Instructions to follow:
Put the material, from its first line through the line containing "Target: person in black t-shirt", into a Markdown table with the columns Row and Text. Number each line in Row, and leave out blank lines.

Exercise inputs:
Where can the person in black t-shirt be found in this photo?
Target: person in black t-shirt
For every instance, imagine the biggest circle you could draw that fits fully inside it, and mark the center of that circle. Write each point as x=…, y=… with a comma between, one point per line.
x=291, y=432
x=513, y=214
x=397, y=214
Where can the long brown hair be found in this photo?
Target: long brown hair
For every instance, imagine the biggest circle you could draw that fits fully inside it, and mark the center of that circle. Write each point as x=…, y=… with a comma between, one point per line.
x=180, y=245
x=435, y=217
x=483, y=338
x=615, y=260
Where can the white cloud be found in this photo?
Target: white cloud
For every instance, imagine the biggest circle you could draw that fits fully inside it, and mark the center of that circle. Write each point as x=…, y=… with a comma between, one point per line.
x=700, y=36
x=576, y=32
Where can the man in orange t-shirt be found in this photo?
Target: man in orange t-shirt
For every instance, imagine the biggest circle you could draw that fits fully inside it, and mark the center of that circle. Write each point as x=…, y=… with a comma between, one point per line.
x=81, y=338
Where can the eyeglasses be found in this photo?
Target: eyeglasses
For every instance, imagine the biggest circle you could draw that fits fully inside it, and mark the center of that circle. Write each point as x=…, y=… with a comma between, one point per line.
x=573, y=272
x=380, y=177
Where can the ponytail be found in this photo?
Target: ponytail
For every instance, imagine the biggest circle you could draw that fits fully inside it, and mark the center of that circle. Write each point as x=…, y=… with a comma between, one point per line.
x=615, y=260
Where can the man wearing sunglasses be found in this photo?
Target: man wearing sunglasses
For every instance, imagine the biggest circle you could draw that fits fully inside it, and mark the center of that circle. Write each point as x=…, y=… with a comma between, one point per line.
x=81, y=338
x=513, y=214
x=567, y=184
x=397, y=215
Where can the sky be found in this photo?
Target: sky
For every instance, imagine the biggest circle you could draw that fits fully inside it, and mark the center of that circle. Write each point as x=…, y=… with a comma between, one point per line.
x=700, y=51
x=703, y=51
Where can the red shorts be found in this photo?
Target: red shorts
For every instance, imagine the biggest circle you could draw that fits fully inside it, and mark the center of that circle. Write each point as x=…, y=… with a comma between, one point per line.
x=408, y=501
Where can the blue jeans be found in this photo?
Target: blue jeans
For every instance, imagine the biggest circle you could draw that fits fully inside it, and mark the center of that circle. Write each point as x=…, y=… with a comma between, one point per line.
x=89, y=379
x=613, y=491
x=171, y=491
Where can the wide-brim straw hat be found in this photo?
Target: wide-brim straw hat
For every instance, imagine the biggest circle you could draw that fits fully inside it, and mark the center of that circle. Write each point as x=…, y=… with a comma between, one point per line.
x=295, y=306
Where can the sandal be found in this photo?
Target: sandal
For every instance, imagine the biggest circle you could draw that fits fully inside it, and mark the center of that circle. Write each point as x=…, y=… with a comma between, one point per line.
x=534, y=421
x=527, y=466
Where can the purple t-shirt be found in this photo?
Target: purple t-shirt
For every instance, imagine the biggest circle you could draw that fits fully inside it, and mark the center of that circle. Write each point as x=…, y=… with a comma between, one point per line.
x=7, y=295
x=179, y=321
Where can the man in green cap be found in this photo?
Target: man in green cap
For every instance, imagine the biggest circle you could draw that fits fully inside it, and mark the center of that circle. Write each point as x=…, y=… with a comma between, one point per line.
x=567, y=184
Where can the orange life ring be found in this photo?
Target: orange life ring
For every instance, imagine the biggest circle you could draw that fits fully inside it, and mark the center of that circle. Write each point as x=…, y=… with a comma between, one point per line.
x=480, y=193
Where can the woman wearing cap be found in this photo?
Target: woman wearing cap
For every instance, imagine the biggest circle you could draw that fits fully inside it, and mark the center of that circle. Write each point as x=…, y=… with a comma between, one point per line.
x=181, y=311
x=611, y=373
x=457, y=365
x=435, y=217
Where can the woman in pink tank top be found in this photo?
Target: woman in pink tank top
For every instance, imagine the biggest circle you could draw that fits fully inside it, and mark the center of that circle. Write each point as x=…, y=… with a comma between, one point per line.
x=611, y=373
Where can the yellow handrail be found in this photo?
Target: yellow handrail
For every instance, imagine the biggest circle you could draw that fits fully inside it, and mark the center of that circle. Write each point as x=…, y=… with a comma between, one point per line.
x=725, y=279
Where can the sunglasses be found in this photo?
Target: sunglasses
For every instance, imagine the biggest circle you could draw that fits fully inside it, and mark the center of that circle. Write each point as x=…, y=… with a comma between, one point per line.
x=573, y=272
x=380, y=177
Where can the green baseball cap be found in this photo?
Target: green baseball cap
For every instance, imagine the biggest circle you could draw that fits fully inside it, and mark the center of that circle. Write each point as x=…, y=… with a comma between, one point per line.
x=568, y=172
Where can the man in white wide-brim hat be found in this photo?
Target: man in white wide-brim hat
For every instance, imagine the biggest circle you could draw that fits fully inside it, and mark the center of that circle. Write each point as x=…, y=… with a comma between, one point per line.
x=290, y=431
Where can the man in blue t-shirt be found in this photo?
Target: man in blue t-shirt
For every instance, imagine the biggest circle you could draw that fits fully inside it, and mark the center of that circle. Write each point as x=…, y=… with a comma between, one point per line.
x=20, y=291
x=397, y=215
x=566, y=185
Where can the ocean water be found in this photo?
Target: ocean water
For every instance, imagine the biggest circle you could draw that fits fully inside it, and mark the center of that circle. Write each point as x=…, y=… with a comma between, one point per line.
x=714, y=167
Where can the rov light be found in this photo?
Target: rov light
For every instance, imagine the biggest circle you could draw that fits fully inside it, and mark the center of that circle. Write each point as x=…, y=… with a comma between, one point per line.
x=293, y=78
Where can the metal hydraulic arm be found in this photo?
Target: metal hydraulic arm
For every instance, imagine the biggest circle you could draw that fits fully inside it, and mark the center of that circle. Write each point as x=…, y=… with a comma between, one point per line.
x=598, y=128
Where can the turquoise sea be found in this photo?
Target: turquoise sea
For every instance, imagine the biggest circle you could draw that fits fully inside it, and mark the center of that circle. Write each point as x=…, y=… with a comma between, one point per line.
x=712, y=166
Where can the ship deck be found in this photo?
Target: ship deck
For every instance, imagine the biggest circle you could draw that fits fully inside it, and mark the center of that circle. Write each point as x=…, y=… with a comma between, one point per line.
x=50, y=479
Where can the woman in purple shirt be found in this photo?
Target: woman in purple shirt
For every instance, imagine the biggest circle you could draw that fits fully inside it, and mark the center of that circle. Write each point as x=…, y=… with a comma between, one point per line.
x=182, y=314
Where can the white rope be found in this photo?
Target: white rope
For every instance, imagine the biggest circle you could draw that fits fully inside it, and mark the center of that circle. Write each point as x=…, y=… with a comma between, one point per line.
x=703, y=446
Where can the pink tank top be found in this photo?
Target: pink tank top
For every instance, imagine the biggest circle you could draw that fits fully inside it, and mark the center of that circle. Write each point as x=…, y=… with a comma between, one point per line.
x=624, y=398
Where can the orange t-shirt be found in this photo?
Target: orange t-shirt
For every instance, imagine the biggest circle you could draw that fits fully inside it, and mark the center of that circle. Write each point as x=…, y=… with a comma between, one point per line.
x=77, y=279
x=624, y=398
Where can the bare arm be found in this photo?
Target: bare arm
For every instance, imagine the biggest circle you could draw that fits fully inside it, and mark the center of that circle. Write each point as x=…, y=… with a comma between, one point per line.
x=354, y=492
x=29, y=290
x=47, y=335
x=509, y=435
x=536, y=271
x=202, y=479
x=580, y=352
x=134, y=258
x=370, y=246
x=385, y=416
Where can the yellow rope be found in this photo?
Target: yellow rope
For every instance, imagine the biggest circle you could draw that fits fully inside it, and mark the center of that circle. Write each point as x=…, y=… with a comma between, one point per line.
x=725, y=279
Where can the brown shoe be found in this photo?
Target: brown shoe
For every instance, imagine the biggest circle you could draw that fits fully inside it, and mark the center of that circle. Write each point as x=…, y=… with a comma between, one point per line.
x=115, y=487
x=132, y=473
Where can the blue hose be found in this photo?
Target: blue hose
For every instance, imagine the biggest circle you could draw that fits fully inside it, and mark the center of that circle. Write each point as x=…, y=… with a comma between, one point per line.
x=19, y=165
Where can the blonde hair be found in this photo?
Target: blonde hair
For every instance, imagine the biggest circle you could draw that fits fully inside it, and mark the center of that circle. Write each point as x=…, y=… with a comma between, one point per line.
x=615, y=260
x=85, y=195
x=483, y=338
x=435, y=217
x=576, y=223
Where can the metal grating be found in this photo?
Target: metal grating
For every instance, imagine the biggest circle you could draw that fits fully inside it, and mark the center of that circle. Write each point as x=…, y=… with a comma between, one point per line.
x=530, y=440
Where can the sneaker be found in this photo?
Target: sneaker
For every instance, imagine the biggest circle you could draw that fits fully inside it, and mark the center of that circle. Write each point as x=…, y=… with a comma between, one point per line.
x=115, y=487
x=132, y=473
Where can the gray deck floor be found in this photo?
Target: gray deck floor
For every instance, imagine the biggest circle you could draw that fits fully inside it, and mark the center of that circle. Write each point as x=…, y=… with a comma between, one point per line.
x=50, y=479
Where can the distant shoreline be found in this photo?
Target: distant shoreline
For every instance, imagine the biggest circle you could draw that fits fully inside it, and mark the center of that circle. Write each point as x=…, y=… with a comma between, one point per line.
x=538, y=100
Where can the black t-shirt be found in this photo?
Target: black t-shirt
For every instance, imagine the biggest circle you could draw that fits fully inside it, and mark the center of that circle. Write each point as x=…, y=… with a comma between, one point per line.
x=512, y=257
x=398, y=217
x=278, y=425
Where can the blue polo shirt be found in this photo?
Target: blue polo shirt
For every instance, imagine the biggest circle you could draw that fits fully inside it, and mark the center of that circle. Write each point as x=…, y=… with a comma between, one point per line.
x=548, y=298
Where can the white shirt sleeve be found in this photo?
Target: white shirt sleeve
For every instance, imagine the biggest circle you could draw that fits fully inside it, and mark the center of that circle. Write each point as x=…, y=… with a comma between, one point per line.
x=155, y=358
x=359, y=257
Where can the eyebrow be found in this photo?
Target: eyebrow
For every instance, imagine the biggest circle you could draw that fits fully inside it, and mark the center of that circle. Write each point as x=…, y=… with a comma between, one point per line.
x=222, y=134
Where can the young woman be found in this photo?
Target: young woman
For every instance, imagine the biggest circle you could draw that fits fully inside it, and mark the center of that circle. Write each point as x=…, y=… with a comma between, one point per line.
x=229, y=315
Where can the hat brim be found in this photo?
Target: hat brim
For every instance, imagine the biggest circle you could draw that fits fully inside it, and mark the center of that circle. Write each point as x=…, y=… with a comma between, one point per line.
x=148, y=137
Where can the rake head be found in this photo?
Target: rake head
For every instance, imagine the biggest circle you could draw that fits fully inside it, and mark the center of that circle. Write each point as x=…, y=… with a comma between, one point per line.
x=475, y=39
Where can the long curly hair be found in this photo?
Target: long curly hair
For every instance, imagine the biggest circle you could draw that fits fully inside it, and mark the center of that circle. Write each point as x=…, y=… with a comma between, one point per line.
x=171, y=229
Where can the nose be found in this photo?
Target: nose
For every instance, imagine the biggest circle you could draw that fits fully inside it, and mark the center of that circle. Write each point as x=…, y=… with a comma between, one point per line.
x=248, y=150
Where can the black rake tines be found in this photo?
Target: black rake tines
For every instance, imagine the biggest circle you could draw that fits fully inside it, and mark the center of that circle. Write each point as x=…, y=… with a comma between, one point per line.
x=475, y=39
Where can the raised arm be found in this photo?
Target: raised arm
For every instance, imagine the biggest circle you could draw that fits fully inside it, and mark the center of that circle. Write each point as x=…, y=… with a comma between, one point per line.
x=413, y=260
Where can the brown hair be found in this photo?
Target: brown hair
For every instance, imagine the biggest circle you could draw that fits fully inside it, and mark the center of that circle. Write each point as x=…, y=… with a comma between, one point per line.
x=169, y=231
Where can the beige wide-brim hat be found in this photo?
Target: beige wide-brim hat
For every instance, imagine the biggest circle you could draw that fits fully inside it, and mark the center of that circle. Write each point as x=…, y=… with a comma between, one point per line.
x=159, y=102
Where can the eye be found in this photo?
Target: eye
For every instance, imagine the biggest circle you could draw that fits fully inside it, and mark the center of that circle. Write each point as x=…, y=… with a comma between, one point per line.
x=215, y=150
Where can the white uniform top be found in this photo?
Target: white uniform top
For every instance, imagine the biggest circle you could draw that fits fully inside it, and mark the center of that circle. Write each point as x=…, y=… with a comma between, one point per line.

Finished exercise:
| Row | Text |
|---|---|
| 1 | Where can the person in black t-shirt be found in this photo? |
| 2 | Target: person in black t-shirt |